- **Job**: Rewrite each of the entries below as a JSON list of strings, one string per line, leaving out any blank lines.

- **Input material**:
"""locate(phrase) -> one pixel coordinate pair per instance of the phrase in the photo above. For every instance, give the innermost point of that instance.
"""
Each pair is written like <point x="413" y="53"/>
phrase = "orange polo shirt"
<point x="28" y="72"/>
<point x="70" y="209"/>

- **Full solution**:
[
  "\"\"\"locate(phrase) -> one pixel coordinate pair per instance of the phrase in the photo above. For every instance, give the innermost point of that instance.",
  "\"\"\"",
  "Each pair is written like <point x=\"413\" y=\"53\"/>",
  "phrase = \"orange polo shirt\"",
  "<point x=\"28\" y=\"72\"/>",
  "<point x=\"70\" y=\"209\"/>"
]